TASK DETAILS. Across all the entries, how many lines hold "chair"? Answer with that number and nothing else.

(Image-grounded pointing data)
◆ ◆ ◆ ◆

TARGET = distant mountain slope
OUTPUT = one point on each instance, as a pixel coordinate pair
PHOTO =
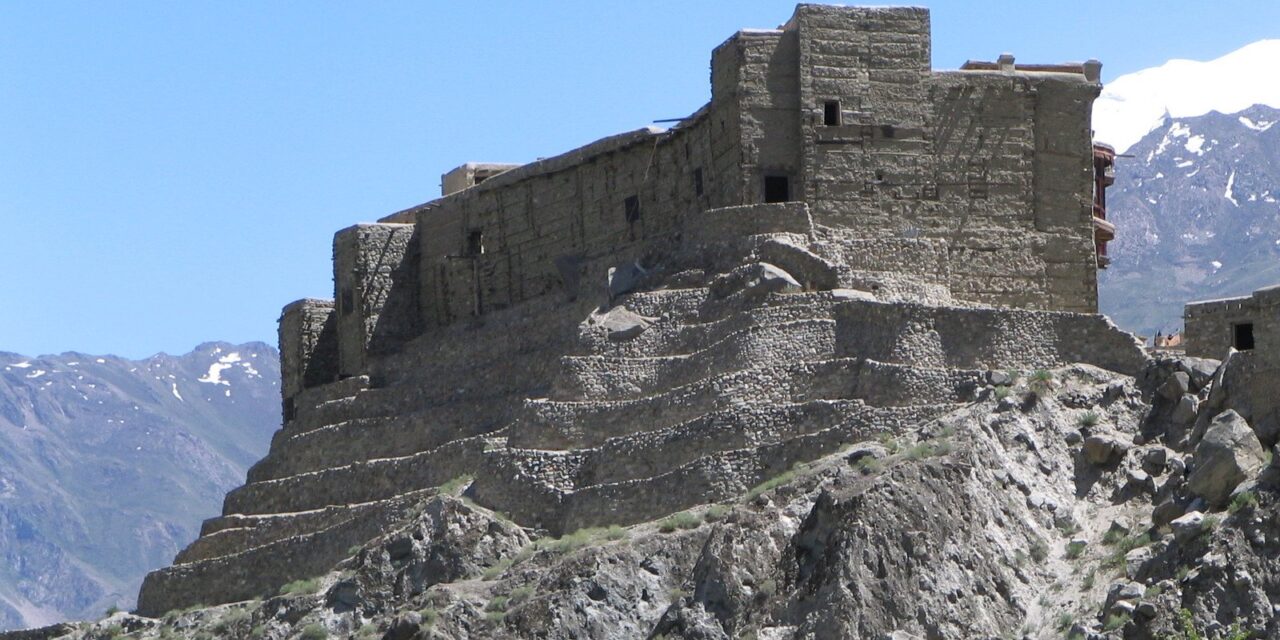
(1136, 103)
(1197, 211)
(108, 466)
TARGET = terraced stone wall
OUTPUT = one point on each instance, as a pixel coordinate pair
(375, 280)
(309, 353)
(1211, 325)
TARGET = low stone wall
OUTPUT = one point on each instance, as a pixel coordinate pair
(983, 338)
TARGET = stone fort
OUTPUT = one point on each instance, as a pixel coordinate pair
(840, 243)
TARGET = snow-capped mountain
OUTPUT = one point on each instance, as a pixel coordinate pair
(1197, 211)
(1137, 103)
(108, 466)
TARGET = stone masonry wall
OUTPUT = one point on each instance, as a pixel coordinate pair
(1210, 327)
(375, 286)
(982, 177)
(309, 343)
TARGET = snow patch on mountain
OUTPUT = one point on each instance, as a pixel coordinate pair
(1134, 104)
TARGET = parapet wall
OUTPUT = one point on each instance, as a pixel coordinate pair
(977, 183)
(309, 348)
(1212, 328)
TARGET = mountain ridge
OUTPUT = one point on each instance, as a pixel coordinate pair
(142, 449)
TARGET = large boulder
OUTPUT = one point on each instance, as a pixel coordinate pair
(1226, 456)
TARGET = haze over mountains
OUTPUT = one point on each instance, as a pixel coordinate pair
(1197, 206)
(108, 466)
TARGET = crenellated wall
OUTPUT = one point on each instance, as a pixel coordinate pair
(978, 181)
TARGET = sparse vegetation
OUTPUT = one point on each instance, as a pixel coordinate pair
(1243, 501)
(314, 631)
(1115, 622)
(456, 485)
(429, 616)
(1040, 551)
(301, 586)
(1123, 545)
(1064, 621)
(869, 465)
(1041, 382)
(716, 512)
(682, 520)
(521, 594)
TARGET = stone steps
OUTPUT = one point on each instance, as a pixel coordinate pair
(668, 337)
(617, 378)
(387, 437)
(503, 484)
(252, 531)
(361, 481)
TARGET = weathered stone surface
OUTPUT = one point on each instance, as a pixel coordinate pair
(1226, 456)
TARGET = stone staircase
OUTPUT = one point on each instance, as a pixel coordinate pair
(563, 425)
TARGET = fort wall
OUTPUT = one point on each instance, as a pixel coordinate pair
(978, 183)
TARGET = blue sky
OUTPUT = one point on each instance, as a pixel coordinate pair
(173, 173)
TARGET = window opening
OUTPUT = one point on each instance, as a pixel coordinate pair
(631, 206)
(475, 242)
(831, 113)
(777, 188)
(1242, 336)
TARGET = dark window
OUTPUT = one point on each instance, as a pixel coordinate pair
(831, 113)
(777, 188)
(475, 242)
(631, 206)
(1242, 336)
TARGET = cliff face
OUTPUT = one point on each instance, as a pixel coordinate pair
(109, 465)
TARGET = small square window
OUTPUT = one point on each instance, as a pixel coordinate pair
(631, 206)
(831, 113)
(475, 242)
(777, 188)
(1242, 336)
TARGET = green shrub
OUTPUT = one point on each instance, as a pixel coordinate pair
(521, 594)
(682, 520)
(314, 631)
(301, 586)
(716, 512)
(429, 616)
(1115, 622)
(1041, 382)
(1064, 621)
(498, 568)
(456, 485)
(1243, 501)
(869, 465)
(773, 483)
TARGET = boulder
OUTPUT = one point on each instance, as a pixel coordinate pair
(1187, 526)
(621, 323)
(1175, 385)
(1184, 412)
(754, 280)
(1102, 449)
(1226, 456)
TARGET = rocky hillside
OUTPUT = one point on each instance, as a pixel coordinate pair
(1197, 211)
(109, 465)
(1068, 503)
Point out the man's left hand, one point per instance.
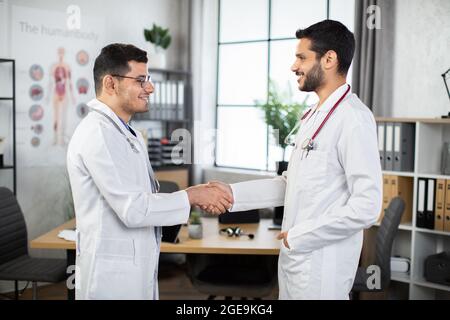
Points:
(283, 235)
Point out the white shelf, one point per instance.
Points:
(399, 173)
(400, 277)
(432, 285)
(420, 243)
(433, 176)
(442, 233)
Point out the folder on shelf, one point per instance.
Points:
(157, 93)
(180, 100)
(389, 153)
(403, 148)
(439, 205)
(421, 202)
(403, 187)
(447, 206)
(381, 129)
(386, 195)
(429, 212)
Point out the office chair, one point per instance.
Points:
(228, 275)
(15, 263)
(383, 247)
(169, 260)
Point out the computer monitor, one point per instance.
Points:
(170, 233)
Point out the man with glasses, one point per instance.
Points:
(118, 208)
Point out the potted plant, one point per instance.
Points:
(282, 117)
(195, 227)
(160, 40)
(2, 150)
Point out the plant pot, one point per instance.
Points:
(156, 58)
(279, 211)
(195, 231)
(281, 167)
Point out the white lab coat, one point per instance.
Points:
(118, 237)
(329, 197)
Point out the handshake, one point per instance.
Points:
(214, 197)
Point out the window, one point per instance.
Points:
(257, 43)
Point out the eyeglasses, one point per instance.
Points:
(142, 80)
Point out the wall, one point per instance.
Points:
(42, 191)
(421, 55)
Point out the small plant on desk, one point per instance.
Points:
(195, 225)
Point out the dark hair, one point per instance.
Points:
(113, 59)
(331, 35)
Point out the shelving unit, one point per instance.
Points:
(10, 102)
(413, 242)
(174, 112)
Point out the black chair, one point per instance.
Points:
(383, 247)
(167, 261)
(15, 263)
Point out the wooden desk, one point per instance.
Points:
(264, 242)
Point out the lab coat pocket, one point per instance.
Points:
(115, 279)
(312, 171)
(121, 267)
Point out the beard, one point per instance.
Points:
(313, 79)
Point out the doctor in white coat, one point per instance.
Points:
(117, 207)
(332, 188)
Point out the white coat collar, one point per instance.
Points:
(333, 98)
(98, 105)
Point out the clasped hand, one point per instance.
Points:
(215, 197)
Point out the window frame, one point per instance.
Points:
(267, 40)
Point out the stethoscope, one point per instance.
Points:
(155, 183)
(308, 143)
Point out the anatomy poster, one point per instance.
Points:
(53, 80)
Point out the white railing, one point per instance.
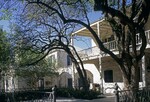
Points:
(112, 45)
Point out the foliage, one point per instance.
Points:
(128, 16)
(5, 52)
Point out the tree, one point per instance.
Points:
(127, 24)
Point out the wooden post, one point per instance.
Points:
(54, 94)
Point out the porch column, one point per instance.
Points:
(143, 72)
(100, 61)
(72, 66)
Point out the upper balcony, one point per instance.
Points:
(94, 52)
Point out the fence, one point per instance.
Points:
(142, 95)
(30, 96)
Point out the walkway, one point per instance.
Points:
(106, 99)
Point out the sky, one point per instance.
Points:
(84, 42)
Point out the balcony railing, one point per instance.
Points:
(112, 45)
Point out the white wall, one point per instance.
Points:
(92, 68)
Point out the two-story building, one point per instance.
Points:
(101, 68)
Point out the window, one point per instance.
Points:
(68, 60)
(108, 76)
(52, 58)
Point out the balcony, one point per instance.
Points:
(94, 52)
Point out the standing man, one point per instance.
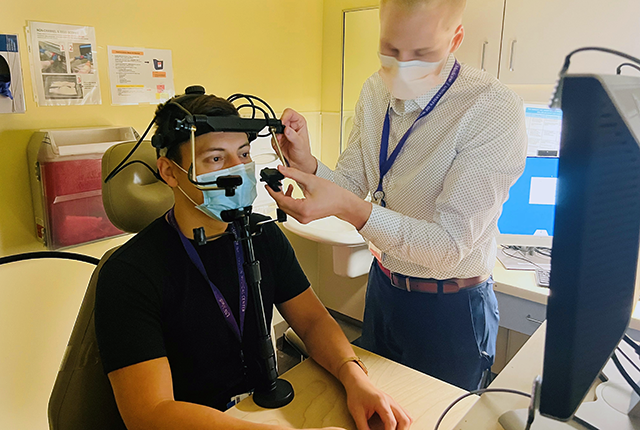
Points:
(437, 145)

◆ ◆ ◆ ◆

RESULT. 2